Предоставленный текст:

Работе нынче цена — пустяк,
С детьми когда-то прервётся связь,
Любовью тешишься, как простак,
В кривое зеркало лет глядясь.
И это было бы полбеды,
Ведь есть, что вспомнить,
Взглянув назад, —
Но старых песен горчащий дым
Уже почти не слезит глаза.
Уже почти не болит внутри,
Среди газет не найдя письма.
И это общий закон, старик,
А никакая не блажь ума.
Но тихо небо начнёт сереть,
И удивлённо себя прерву.
Пойму, что прав был седой еврей,
Когда не сетовал на судьбу.
И чётко видится между строк,
Там, где про сбор и разброс камней,
Что эту жизнь подарил нам Бог,
Затем, чтоб мы упражнялись в ней.
И если мало тебе как все, —
В твоём вопросе уже ответ.
А утром — новая карусель,
И мир пока тебя не отверг.
И есть покуда кого любить,
И есть, кто вряд ли тебя продаст.
Никто не знает своей судьбы.
До новой встречи, Экклезиаст.
Александр Александрович Блок (1880 — 1921), фото 1906 г.
Казалось бы, что во времена fin de siècle, в конце века, точнее — на переломе веков — XIX и XX, в период смены вех, эпоху декаданса, “упадка” — экклезиастические настроения должны были проявляться особенно ярко. Однако даже у самых чутких поэтов того времени образ Экклезиаста чаще вытеснялся другой, столь же мифической ипостасью царя Соломона — автора Песни Песней, и радости жизни вовсе не казались такой уж суетой сует, и лишь где-то на горизонте времени возникала ещё неясная, непонятная угроза. Об этом писал молодой Александр Блок в стихотворении, датированном 1902 годом.
ЭККЛЕЗИАСТ
Благословляя свет и тень
И веселясь игрою лирной,
Смотри туда — в хаóс безмирный,
Куда склоняется твой день.
Цела серебряная цепь,
Твои наполнены кувшины,
Миндаль цветёт на дне долины,
И влажным зноем дышит степь.

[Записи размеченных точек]
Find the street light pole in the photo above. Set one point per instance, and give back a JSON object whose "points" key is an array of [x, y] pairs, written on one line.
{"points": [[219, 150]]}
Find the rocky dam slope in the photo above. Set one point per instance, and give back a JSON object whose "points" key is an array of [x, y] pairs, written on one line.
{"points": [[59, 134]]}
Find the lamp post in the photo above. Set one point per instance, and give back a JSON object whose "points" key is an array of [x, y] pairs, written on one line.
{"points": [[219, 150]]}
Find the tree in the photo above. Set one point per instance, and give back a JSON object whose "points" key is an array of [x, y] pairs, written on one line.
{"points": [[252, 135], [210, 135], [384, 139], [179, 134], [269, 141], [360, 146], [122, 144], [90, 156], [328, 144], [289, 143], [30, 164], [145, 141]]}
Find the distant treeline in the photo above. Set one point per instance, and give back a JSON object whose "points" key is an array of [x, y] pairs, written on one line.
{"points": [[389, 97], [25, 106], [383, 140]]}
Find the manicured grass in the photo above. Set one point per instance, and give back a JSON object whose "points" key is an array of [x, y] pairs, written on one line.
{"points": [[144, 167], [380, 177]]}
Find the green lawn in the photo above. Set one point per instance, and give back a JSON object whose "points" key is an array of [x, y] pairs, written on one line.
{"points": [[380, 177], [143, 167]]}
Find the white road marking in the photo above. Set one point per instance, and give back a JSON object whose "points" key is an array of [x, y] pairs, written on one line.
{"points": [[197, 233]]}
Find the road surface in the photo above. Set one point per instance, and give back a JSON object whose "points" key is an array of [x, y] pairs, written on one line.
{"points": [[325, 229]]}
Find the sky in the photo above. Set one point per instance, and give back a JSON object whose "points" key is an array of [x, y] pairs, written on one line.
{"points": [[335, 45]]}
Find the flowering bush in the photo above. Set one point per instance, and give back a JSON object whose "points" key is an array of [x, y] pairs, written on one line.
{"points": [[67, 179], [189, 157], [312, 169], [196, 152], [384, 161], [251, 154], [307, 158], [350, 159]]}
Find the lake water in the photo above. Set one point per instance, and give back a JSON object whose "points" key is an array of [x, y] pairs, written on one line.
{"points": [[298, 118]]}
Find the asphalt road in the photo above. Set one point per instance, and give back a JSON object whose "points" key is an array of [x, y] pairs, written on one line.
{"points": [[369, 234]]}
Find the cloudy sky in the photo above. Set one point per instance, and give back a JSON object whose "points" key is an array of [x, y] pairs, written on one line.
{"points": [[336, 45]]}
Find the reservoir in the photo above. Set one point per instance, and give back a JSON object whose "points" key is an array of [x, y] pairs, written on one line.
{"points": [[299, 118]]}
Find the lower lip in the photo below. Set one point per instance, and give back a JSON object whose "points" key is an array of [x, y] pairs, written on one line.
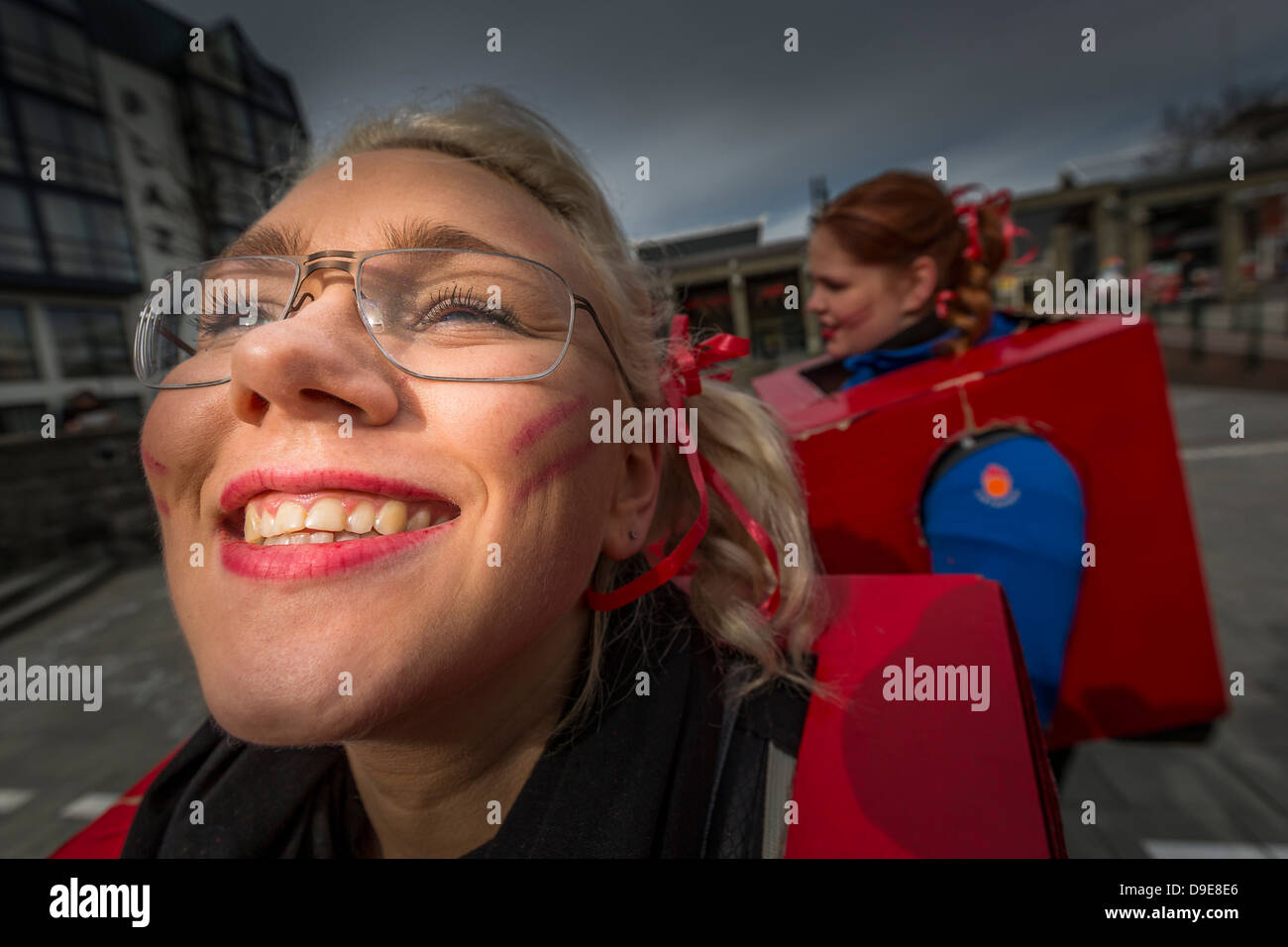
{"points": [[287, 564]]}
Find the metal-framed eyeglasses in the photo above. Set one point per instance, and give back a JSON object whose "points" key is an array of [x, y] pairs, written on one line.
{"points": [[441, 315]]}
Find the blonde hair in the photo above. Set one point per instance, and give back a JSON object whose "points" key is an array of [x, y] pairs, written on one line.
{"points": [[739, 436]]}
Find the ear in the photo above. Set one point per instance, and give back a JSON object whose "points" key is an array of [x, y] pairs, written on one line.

Ваше задание:
Перепишите без изменений отрывок текста об Экклезиасте от слов «Пойму, что прав» до слов «тебя не отверг.» включительно. Данные здесь не понадобятся.

Решение задачи:
Пойму, что прав был седой еврей,
Когда не сетовал на судьбу.
И чётко видится между строк,
Там, где про сбор и разброс камней,
Что эту жизнь подарил нам Бог,
Затем, чтоб мы упражнялись в ней.
И если мало тебе как все, —
В твоём вопросе уже ответ.
А утром — новая карусель,
И мир пока тебя не отверг.